BEGIN Document section

Torsa Ghosal is Assistant Professor in post-45 English literature at California State University, Sacramento. Her research focuses on the formal strategies used to represent cognition in post-1980s literature and the nature of aesthetic experiences offered by multimodal narratives. Her writings on these topics have been published or are forthcoming in Poetics Today, Storyworlds: A Journal of Narrative Studies, and Media-N: Journal of the New Media Caucus. She has published on films and comics in Latinos and Narrative Media (Palgrave MacMillan, 2013), Comics Studies Here and Now (Routledge, 2018), and Oxford Handbook of Comics (2019). She is also the author of an experimental novel, Open Couplets (New Delhi: Yoda Press, 2017).

Nathaniel Greenberg is Assistant Professor and Head of the Arabic Program at George Mason University. His books include: How Information Warfare Shaped the Arab Spring: The Politics of Narrative in Tunisia and Egypt (EUP, 2019), Islamists of the Maghreb with Jeffry R. Halverson (Routledge, 2018), and The Aesthetic of Revolution in the Film and Literature of Naguib Mahfouz 1952–1967 (Lexington, 2014).

Kathryn Hume started as a medievalist in Old English, Middle English, and Old Norse, but has become a specialist in contemporary fiction. Her books include Fantasy and Mimesis: Responses to Reality in Western Literature, Pynchon’s Mythography: An Approach to Gravity’s Rainbow, Calvino’s Fictions: Cogito and Cosmos, American Dream, American Nightmare: Fiction since 1960, and Aggressive Fictions: Reading the Contemporary American Novel. Contemporary authors she has published on include Kurt Vonnegut, Robert Coover, Italo Calvino, A. C. Clarke, Thomas Pynchon, Ishmael Reed, Salman Rushdie, William Burroughs, Kathy Acker, Richard Brautigan, William Kennedy, John Edgar Wideman, Gerald Vizenor, Neil Gaiman, and Richard Powers. She has also written Surviving your Academic Job Hunt: Advice for Humanities PhDs.

END Document section
BEGIN Information supplied

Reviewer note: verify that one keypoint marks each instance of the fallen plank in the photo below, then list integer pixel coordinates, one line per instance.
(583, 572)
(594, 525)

END Information supplied

Problem details: Rewrite the stretch of the contributor notes from "Torsa Ghosal is" through "Yoda Press, 2017).", replacing "multimodal" with "multimedia". The lines were taken from a separate source.

Final result:
Torsa Ghosal is Assistant Professor in post-45 English literature at California State University, Sacramento. Her research focuses on the formal strategies used to represent cognition in post-1980s literature and the nature of aesthetic experiences offered by multimedia narratives. Her writings on these topics have been published or are forthcoming in Poetics Today, Storyworlds: A Journal of Narrative Studies, and Media-N: Journal of the New Media Caucus. She has published on films and comics in Latinos and Narrative Media (Palgrave MacMillan, 2013), Comics Studies Here and Now (Routledge, 2018), and Oxford Handbook of Comics (2019). She is also the author of an experimental novel, Open Couplets (New Delhi: Yoda Press, 2017).